==== Bloco de texto ====

Sócrates e justiça: uma guerra que vem desde o dia zero do governo
Uma das teorias da conspiração em curso é que Sócrates está hoje preso porque sempre foi odiado pelas magistraturas. Como em qualquer teoria da conspiração, metade dos factos são verídicos: o conflito entre José Sócrates e os magistrados vem do dia em que, na apresentação do programa do governo, Sócrates anunciou a intenção de reduzir as férias judiciais de dois meses para um mês. Estávamos em Maio de 2005. "Com esta medida", disse na Assembleia da República, "centenas de milhares de processos deixarão de estar literalmente parados por um tão largo período de tempo, o que será, não tenho dúvidas, um contributo para uma maior celeridade processual."
Caiu de imediato o Carmo e a Trindade entre os representantes do sector. A Associação Sindical dos Juízes (ASJP) reagiu mal, afirmando que as "férias judiciais, exibidas como suposto privilégio dos juízes, são reduzidas, contra a opinião unânime dos profissionais do foro. Mas o governo é incapaz de explicar porque não acaba de vez com elas, tal como sugeriram as magistraturas e o funcionalismo judicial". Justificando querer uma justiça "mais célere", Sócrates acabaria por dar a entender para a opinião pública que as magistraturas gozavam de um maior período de férias que qualquer cidadão funcionário público. A estratégia de Sócrates nesse tempo era impor-se como "o reformista" que tem "coragem para atacar os interesses instalados".

====

[O que se pede]
Por favor, continue o texto sobre o conflito entre Sócrates e as magistraturas a partir da última frase apresentada.

==== Informação fornecida ====

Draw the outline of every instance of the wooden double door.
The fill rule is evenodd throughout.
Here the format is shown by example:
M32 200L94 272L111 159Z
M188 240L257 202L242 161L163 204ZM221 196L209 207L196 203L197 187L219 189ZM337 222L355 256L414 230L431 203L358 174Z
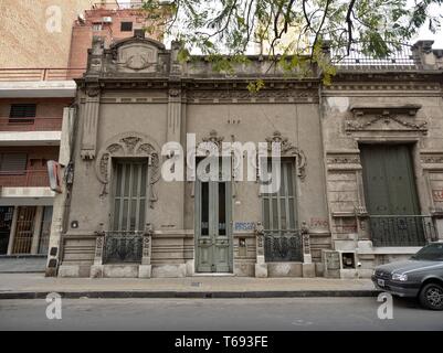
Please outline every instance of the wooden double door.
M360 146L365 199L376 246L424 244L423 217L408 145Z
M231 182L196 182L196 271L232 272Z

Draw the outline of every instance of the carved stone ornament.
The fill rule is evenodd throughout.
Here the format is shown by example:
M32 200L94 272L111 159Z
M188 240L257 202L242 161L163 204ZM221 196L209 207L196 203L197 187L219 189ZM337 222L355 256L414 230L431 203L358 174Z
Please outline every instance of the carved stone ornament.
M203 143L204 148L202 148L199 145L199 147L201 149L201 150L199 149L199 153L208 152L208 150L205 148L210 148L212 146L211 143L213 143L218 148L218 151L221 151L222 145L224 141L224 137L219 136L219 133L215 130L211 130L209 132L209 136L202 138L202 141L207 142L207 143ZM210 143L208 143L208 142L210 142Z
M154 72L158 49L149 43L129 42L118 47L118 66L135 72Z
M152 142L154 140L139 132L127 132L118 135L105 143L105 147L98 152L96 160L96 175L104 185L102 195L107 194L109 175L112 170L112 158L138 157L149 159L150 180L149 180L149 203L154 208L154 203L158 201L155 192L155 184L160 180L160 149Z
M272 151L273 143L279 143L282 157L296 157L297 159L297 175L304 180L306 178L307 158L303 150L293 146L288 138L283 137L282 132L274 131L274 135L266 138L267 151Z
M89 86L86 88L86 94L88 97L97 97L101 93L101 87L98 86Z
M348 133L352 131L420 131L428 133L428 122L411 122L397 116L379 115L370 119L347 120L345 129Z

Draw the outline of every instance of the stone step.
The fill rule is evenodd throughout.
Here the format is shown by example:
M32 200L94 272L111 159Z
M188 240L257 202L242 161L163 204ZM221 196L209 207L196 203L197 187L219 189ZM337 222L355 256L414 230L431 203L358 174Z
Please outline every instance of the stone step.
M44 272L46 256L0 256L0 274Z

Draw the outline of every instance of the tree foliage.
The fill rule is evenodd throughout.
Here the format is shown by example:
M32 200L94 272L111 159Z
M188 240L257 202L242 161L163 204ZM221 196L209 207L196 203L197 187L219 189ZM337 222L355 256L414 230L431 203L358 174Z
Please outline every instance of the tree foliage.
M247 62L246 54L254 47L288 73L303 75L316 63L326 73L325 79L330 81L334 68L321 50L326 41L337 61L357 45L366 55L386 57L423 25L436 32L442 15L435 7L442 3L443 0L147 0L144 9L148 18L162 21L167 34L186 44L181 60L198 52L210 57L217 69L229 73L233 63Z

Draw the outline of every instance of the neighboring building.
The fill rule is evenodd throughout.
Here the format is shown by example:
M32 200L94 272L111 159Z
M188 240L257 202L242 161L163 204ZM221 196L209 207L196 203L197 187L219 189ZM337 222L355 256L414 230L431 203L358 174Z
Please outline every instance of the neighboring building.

====
==== Informação fornecida ====

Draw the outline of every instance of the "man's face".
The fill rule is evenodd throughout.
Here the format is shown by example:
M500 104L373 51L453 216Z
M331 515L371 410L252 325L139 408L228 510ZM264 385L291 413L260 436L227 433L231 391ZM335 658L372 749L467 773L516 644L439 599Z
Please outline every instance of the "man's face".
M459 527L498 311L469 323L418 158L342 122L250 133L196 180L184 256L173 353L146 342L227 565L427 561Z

====

[Resultado]
As associações dos profissionais do sector tiveram de vir a público esclarecer que "o período de suspensão da actividade dos tribunais para os actos processuais não urgentes, designado de férias judiciais, nada tem a ver com a duração das férias profissionais dos juízes, dos procuradores ou dos funcionários, que é apenas, como sempre foi, o legalmente previsto para todos os funcionários do Estado".A relação entre o novo primeiro-ministro Sócrates e os magistrados começa logo sob uma enorme crispação. A relação com o primeiro ministro da Justiça, Alberto Costa, virá a ser sempre muito difícil. As coisas desanuviam um bocadinho quando Alberto Martins é nomeado ministro e o governo recua na questão das férias judiciais - suspendendo os prazos processuais na última quinzena de Julho e "aumentando" as férias judiciais para mês e meio. "Aplaudo a decisão, que é fruto de ter um secretário de Estado [João Correia] que, como advogado, conhece muito bem os tribunais e a impossibilidade de haver só um mês de paragem", reagiu na altura o penalista Germano Marques da Silva.
Quando em 2007 o governo decide equipar os magistrados às outras carreiras da função pública, o confronto sobe de tom. António Cluny era presidente do Sindicato dos Magistrados do Ministério Público e, na altura, afirma que "igualar o que pela sua natureza constitucional não é igual é fazer tábua rasa da Constituição". E diz: "Noutras palavras - pronunciadas em tempos por alguns dos actuais responsáveis do governo - significa partir a espinha ao modelo constitucional de independência da justiça portuguesa, que, entre outros aspectos, assenta no facto de os magistrados não serem considerados funcionários dependentes do governo." Ao usar a expressão "partir a espinha", António Cluny está a fazer uma alusão a uma frase que chocou os magistrados: em conversas privadas que teve - mas que depois acabaram por ser transmitidas a alguns magistrados -, Sócrates terá admitido a intenção de "partir a espinha ao Ministério Público".
O Código de Processo Penal é aprovado em 2007 e depois é alvo de algumas modificações. Em 2010, António Cluny escreve contra a reforma da justiça penal, que teria em vista "primordialmente obstaculizar a investigação de factos relevantes na área da criminalidade económica e financeira que fragilizavam alguns agentes políticos" e também "visavam por omissão impedir a necessária reforma das fases de julgamento e recurso, de molde a dificultar o julgamento tempestivo desses mesmos factos, quando e se, finalmente, as investigações pudessem chegar a porto relativamente seguro".Os magistrados acusam Sócrates de querer interferir na justiça acusando-o de pretender "uma mudança de paradigma do direito e dos seus instrumentos de efectivação: os tribunais".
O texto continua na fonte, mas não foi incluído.